[start of PROVIDED ENTRIES]

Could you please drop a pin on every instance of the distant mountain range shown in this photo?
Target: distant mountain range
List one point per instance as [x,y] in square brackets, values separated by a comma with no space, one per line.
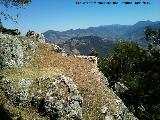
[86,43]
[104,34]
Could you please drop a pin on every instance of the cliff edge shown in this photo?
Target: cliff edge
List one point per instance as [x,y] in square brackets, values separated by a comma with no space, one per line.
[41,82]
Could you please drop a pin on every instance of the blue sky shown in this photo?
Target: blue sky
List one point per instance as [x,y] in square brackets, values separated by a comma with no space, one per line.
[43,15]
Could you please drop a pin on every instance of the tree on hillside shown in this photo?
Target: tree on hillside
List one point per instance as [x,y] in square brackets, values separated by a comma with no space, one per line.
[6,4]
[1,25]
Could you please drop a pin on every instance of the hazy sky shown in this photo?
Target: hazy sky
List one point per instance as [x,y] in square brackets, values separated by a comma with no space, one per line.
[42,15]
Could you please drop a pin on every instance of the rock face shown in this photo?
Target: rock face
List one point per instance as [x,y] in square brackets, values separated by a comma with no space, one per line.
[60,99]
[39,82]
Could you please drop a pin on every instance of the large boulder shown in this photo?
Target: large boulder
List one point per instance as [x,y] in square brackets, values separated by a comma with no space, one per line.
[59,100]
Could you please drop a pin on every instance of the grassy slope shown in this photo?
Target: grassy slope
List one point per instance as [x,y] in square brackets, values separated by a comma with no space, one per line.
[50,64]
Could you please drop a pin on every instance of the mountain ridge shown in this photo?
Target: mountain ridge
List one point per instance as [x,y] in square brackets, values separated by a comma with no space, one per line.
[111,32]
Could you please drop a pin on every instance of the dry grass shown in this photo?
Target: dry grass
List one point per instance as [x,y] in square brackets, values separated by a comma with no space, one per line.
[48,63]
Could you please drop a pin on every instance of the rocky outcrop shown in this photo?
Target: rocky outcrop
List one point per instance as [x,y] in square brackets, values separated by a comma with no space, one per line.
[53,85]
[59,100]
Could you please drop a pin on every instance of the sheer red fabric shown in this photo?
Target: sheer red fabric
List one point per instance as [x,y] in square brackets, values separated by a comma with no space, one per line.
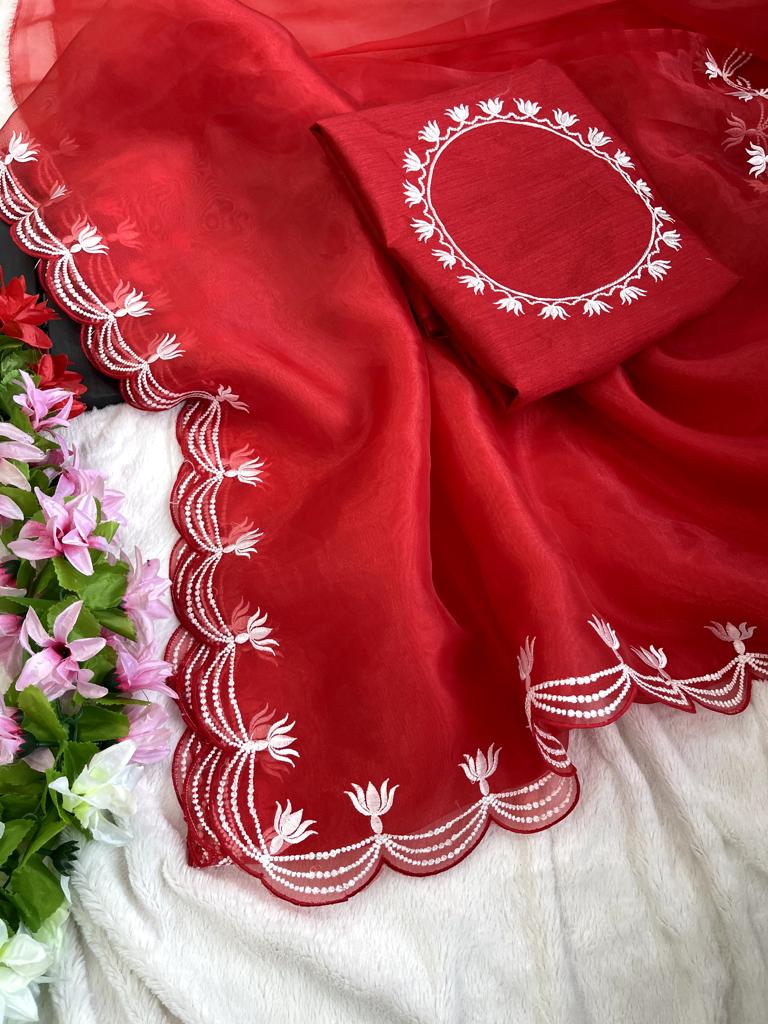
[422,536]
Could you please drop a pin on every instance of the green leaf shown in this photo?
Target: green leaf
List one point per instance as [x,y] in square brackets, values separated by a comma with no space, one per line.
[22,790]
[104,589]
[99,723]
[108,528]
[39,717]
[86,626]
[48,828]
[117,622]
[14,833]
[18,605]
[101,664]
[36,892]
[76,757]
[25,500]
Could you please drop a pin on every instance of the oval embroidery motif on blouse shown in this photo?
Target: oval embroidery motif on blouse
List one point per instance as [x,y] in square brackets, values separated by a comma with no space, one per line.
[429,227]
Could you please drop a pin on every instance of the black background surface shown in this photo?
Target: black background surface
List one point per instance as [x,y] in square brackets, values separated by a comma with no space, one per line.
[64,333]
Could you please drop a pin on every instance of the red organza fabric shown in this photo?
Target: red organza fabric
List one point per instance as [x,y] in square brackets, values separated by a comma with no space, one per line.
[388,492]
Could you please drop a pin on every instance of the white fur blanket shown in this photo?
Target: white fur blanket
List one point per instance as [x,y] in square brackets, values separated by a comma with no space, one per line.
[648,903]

[end of PROVIDED ENTRIES]
[start of PROVIDED ENTRIES]

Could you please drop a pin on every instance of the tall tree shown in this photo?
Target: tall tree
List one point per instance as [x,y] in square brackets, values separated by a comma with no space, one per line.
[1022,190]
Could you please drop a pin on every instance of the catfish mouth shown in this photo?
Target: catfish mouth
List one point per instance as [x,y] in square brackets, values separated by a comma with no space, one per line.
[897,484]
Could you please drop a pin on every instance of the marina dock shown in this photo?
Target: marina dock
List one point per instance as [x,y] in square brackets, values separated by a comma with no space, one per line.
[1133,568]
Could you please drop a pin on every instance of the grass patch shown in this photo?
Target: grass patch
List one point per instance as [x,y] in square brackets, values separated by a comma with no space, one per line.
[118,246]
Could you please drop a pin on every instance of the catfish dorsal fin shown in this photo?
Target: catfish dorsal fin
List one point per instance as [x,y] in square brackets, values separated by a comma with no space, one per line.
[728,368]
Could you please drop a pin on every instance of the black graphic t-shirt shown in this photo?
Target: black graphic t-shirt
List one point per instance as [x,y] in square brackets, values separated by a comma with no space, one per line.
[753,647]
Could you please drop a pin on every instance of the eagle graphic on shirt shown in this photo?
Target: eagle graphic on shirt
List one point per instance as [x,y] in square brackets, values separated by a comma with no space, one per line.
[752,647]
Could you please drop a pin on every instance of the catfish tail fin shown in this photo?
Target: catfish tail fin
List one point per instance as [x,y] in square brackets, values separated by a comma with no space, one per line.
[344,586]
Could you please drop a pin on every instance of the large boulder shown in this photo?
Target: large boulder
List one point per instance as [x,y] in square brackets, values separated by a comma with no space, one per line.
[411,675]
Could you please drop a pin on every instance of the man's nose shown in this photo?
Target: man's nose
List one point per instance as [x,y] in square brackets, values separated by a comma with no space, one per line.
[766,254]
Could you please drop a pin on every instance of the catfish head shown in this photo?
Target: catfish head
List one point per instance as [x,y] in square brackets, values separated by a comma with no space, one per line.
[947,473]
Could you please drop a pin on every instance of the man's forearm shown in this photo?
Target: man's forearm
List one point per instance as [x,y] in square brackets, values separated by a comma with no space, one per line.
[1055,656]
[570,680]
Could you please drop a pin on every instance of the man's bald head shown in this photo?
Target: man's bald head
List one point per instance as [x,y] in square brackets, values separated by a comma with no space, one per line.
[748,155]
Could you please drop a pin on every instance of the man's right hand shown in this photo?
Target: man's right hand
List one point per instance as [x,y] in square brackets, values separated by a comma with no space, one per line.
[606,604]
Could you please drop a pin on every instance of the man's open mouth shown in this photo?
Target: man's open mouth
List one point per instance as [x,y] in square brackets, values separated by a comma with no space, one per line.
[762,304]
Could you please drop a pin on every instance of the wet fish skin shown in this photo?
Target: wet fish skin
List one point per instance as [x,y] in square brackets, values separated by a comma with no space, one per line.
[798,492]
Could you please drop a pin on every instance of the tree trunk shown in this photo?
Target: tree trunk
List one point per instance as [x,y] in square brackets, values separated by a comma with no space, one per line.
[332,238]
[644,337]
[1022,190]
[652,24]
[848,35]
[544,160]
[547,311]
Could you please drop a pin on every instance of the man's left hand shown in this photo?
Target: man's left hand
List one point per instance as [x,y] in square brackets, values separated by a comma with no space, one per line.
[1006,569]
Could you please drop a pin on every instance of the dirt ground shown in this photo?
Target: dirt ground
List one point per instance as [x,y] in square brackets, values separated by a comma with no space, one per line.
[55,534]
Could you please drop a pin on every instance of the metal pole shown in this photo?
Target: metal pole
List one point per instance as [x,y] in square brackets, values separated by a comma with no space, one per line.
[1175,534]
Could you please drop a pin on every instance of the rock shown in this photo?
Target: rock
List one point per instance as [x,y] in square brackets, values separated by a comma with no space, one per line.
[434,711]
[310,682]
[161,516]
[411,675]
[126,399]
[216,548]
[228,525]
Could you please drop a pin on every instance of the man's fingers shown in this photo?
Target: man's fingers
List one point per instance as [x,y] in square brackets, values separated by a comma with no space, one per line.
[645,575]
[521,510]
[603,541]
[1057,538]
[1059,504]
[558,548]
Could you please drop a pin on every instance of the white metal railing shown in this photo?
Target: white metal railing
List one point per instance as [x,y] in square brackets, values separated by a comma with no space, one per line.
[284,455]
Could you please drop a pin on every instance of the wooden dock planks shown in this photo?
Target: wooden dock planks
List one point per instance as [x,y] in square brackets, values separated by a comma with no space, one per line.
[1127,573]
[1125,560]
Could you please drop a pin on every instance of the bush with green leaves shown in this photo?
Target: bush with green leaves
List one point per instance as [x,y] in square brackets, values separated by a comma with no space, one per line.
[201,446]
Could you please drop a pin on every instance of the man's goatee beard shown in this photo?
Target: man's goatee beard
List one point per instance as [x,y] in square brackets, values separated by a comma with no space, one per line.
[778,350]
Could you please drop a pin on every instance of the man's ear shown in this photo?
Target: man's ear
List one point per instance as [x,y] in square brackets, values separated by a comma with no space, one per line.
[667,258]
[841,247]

[end of PROVIDED ENTRIES]

**THE PROBLEM:** Gather and copy out every line of the entries above that contains the word "leaf". Treat the match as case-sensitive.

**FULL RESPONSE:**
Could you please drop a pin on every instance of the green leaf shown in this photo?
Target: green leaf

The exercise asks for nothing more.